BEGIN Listed entries

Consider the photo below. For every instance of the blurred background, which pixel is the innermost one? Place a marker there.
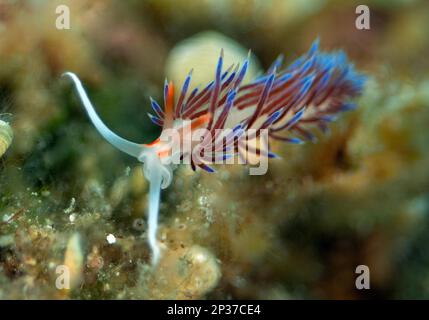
(358, 197)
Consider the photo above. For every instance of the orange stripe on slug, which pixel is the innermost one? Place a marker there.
(200, 121)
(169, 106)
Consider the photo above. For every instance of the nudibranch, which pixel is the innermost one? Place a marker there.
(286, 103)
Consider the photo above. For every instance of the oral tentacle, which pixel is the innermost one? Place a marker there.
(131, 148)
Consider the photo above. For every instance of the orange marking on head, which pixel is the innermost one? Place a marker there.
(164, 153)
(153, 143)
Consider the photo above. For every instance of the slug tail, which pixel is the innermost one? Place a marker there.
(122, 144)
(155, 180)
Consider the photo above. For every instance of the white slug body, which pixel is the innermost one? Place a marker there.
(158, 174)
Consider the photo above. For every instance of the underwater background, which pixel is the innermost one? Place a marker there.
(360, 196)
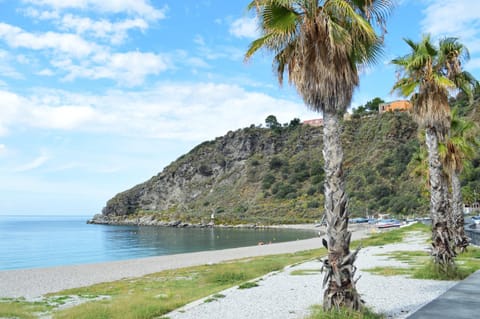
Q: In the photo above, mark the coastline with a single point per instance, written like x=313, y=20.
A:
x=31, y=283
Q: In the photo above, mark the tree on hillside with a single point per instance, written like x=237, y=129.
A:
x=460, y=147
x=271, y=122
x=427, y=74
x=319, y=45
x=371, y=107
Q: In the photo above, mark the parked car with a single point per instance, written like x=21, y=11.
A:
x=359, y=220
x=476, y=219
x=388, y=223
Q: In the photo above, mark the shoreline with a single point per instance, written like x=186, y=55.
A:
x=31, y=283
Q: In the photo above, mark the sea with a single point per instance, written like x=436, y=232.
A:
x=47, y=241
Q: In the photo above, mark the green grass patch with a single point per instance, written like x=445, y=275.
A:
x=422, y=266
x=215, y=297
x=390, y=271
x=155, y=295
x=248, y=285
x=18, y=308
x=319, y=313
x=305, y=272
x=381, y=238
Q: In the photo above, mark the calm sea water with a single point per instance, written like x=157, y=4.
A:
x=43, y=241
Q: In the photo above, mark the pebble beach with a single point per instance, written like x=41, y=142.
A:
x=286, y=294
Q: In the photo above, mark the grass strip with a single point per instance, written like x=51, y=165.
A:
x=156, y=294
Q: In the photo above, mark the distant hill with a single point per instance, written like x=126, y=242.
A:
x=270, y=176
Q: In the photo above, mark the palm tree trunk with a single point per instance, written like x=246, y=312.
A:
x=442, y=251
x=461, y=240
x=340, y=290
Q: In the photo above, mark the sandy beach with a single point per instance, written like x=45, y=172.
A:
x=30, y=283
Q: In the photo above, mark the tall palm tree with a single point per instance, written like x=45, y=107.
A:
x=461, y=145
x=320, y=44
x=428, y=73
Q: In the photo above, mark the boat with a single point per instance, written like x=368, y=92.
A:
x=476, y=220
x=388, y=223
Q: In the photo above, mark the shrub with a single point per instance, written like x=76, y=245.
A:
x=205, y=170
x=268, y=181
x=276, y=162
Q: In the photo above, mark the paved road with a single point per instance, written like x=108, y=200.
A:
x=462, y=301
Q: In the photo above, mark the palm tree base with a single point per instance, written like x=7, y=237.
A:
x=341, y=291
x=442, y=251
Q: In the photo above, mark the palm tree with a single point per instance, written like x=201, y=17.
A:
x=427, y=74
x=460, y=146
x=320, y=44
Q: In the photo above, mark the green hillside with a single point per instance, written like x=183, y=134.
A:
x=275, y=175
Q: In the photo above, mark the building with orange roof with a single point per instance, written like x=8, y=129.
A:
x=314, y=122
x=400, y=105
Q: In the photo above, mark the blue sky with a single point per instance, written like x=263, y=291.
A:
x=98, y=96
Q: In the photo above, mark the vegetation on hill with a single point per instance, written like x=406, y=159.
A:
x=275, y=175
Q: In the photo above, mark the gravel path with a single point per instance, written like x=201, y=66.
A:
x=285, y=296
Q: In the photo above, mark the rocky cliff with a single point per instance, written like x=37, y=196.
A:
x=264, y=176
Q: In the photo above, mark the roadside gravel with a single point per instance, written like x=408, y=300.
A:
x=283, y=295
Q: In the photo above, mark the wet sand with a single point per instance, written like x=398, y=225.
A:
x=30, y=283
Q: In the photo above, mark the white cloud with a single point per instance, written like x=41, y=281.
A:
x=182, y=111
x=41, y=15
x=46, y=72
x=141, y=8
x=71, y=44
x=128, y=69
x=245, y=27
x=6, y=69
x=103, y=29
x=459, y=19
x=34, y=164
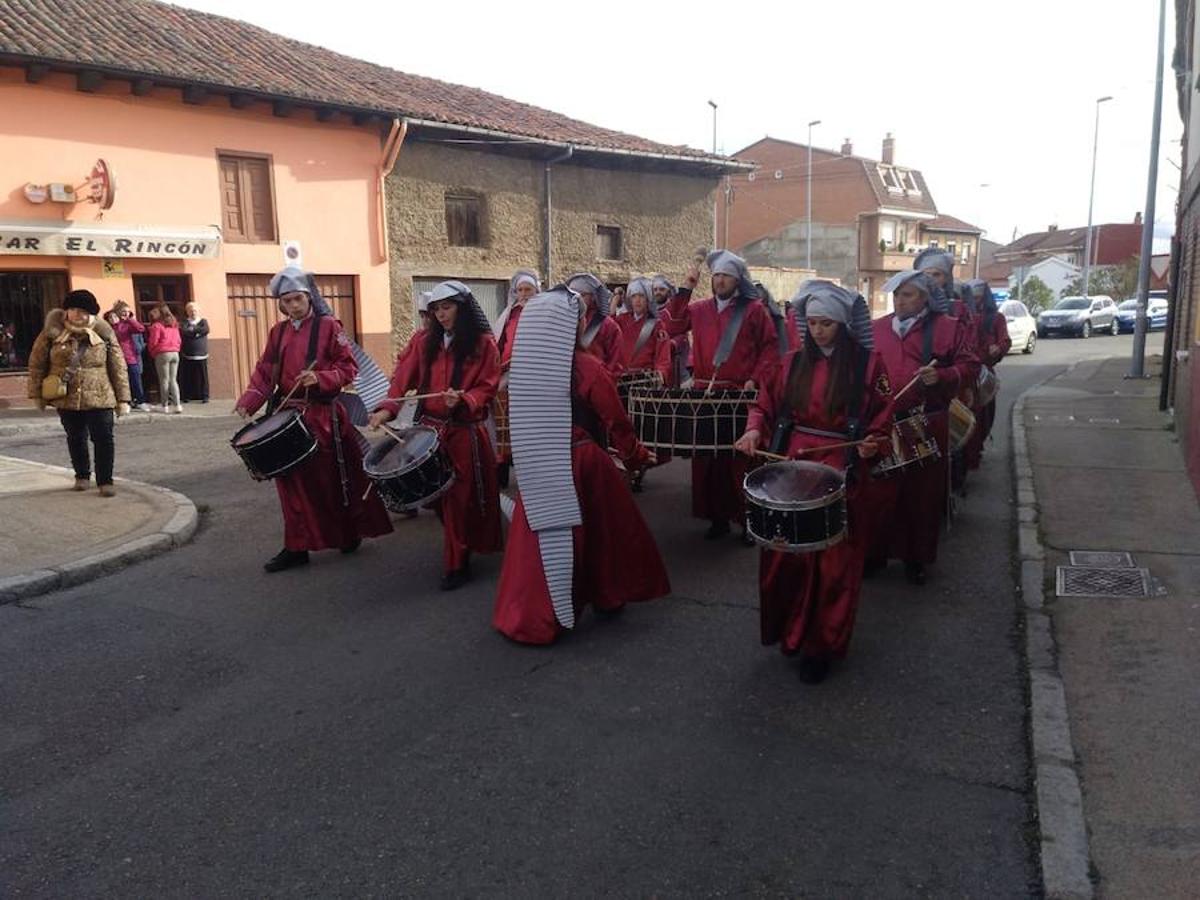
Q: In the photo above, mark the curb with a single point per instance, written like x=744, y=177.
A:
x=1062, y=829
x=175, y=533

END Listed entries

Task to carry out: Output the data exactly. Leave every picture out.

Your response:
Consider the photo below. For every instance of the blurred background, which pixel is the innermost one? Place a marker there.
(358, 197)
Consider the photo above. For every instance of the orange stripe on slug, which pixel is the innermost one? Place a marker there.
(200, 121)
(169, 106)
Consider the photo above. For every instance of the nudibranch, which pixel is the innermost one? Place a marker there.
(286, 103)
Consider the photo above. For every instance of the oral tentacle, which pixel is the innermost one? Place a marker there.
(131, 148)
Consider the photo above. For every instance of the orange marking on head, which pixel is the innermost one? Place a marker there.
(164, 153)
(153, 143)
Consider the photo above. For every instance of the slug tail, which pixel is the innermost one? Place a marker there.
(122, 144)
(155, 180)
Consider the photo above. For every instance of the white slug body, which pixel is the innermost one? Place a marker there.
(158, 174)
Consider the photo above. For every instance of the underwater background, which pixel is the innermost one? Place a marker there.
(360, 196)
Q: In the photo above, mark the coastline with a single point per instance, written like x=313, y=20.
A:
x=31, y=283
Q: In the photo above, mark the tree on hillside with a single point per instance, written like x=237, y=129.
A:
x=460, y=147
x=271, y=122
x=427, y=74
x=319, y=45
x=371, y=107
Q: In the photo above, mark the parked car with a single point per instance, written like x=21, y=11.
A:
x=359, y=220
x=476, y=219
x=388, y=223
Q: In the photo above, mark the shoreline with a single point per instance, written like x=186, y=55.
A:
x=31, y=283
Q: In the photo above, mark the sea with a single point per instance, written like x=436, y=232.
A:
x=47, y=241
Q: In the photo above, mark the green grass patch with a single point per instance, written like x=445, y=275.
A:
x=422, y=266
x=215, y=297
x=390, y=271
x=155, y=295
x=248, y=285
x=18, y=308
x=319, y=313
x=305, y=272
x=381, y=238
Q: In the photo above, mark the calm sea water with a single point per instance, written like x=157, y=4.
A:
x=43, y=241
Q: In the photo above, mark the pebble beach with a single point per instance, written like x=41, y=142.
A:
x=286, y=294
Q: In the photo above, mark the grass strip with a single point per instance, written like x=51, y=165.
A:
x=156, y=294
Q: In the photo above, mark the distant hill with a single point per instance, written like x=126, y=242.
A:
x=270, y=176
Q: In the photo above, mark the palm tree trunk with a single point per instance, written like x=246, y=312.
A:
x=442, y=251
x=461, y=240
x=340, y=290
Q: In the photo above, mark the sandy beach with a single point per instance, written like x=45, y=172.
A:
x=30, y=283
Q: In the photo above, mark the tall palm tree with a single point per instance, written like x=45, y=107.
A:
x=461, y=145
x=320, y=44
x=428, y=73
Q: In the photo above, mark the boat with a single point per instance, written like x=368, y=92.
A:
x=476, y=220
x=388, y=223
Q: In the photo above, mark the shrub with a single point per instance, written like x=76, y=245.
A:
x=205, y=170
x=268, y=181
x=276, y=162
Q: In the photo above, mark the paved road with a single point per instance, written like x=108, y=200.
A:
x=462, y=301
Q: In the photo above, mark the palm tree base with a single point per instance, written like x=7, y=237.
A:
x=341, y=291
x=442, y=251
Q: In the photo above, mark the palm tree with a single point per instance, written like x=201, y=17.
A:
x=427, y=74
x=460, y=146
x=320, y=44
Q: In the photo above, mark the green hillside with a single point per instance, written like x=183, y=134.
A:
x=275, y=175
Q: In the photo above, mark the building with orange roof with a single point per instance, written like x=8, y=129.
A:
x=314, y=122
x=400, y=105
Q: In the photo above, mark the blue sky with a single point per instance, written like x=263, y=291.
A:
x=98, y=96
Q: In the photo above, mark the vegetation on hill with a single point per instance, written like x=406, y=159.
A:
x=275, y=175
Q: In the photo above, mark the gravel path with a single point per instance, written like x=201, y=66.
A:
x=285, y=296
Q: In the photo above, mark the rocky cliff with a single point per instance, written like x=37, y=196.
A:
x=264, y=176
Q: In the photo above, mark the roadside gravel with a single point per instance, written like x=408, y=300.
A:
x=283, y=295
Q: In the photo above, mark the wet sand with a single point per instance, written like x=398, y=225.
A:
x=30, y=283
Q: In the photo above, mark the white cloud with a single point per instance, written like x=41, y=281.
A:
x=182, y=111
x=41, y=15
x=46, y=72
x=141, y=8
x=71, y=44
x=128, y=69
x=245, y=27
x=6, y=69
x=103, y=29
x=459, y=19
x=34, y=164
Q: In the photo above, mark the curb with a single point per instance, written like x=744, y=177.
A:
x=1062, y=829
x=175, y=533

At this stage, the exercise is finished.